-- begin RECORDS FOR THE TASK --
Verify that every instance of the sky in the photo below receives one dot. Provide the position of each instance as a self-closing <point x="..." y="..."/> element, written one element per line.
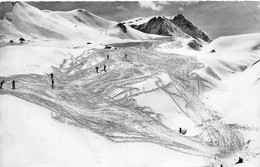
<point x="215" y="18"/>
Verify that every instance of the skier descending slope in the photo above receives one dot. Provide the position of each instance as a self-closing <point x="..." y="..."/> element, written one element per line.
<point x="52" y="80"/>
<point x="105" y="68"/>
<point x="13" y="84"/>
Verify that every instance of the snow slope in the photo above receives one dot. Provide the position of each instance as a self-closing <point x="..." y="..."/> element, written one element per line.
<point x="31" y="22"/>
<point x="30" y="137"/>
<point x="230" y="85"/>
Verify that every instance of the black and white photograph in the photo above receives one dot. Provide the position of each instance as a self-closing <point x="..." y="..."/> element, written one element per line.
<point x="129" y="83"/>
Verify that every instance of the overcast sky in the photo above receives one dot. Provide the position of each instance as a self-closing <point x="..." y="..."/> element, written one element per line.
<point x="214" y="18"/>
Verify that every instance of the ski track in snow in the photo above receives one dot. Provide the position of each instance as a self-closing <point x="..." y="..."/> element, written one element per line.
<point x="104" y="103"/>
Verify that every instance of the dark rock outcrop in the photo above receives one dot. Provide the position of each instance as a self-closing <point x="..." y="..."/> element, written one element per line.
<point x="189" y="28"/>
<point x="123" y="27"/>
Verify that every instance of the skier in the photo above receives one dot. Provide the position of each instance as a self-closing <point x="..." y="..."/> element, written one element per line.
<point x="105" y="68"/>
<point x="180" y="130"/>
<point x="13" y="86"/>
<point x="52" y="76"/>
<point x="240" y="160"/>
<point x="2" y="83"/>
<point x="52" y="83"/>
<point x="96" y="69"/>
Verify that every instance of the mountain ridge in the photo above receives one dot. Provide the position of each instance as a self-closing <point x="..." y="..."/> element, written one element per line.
<point x="162" y="25"/>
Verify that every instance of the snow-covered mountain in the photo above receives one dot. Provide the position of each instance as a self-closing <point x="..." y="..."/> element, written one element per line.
<point x="178" y="26"/>
<point x="30" y="22"/>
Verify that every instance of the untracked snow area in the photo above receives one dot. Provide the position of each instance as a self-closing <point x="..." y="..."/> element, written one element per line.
<point x="153" y="102"/>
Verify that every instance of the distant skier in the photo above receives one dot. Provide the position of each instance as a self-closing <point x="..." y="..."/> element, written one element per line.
<point x="52" y="76"/>
<point x="240" y="160"/>
<point x="105" y="68"/>
<point x="2" y="83"/>
<point x="13" y="84"/>
<point x="180" y="130"/>
<point x="96" y="69"/>
<point x="52" y="83"/>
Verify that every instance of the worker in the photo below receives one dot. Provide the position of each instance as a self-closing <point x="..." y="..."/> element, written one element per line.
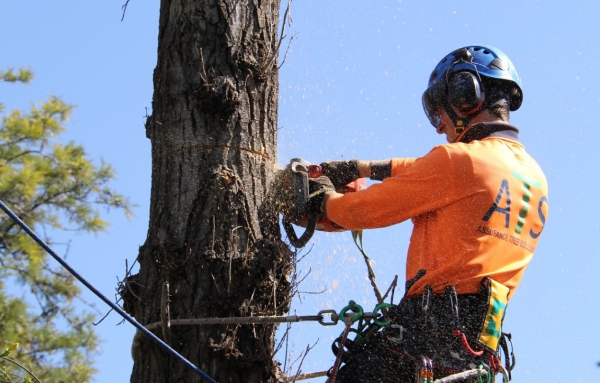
-- end RECORDS FOR THE TASK --
• **PROBLEM TO SOLVE**: How many lines in the items above contain the string "mountain"? Case counts, so match capitalization exactly, and give only the number.

• **RESULT OF THIS TASK**: 2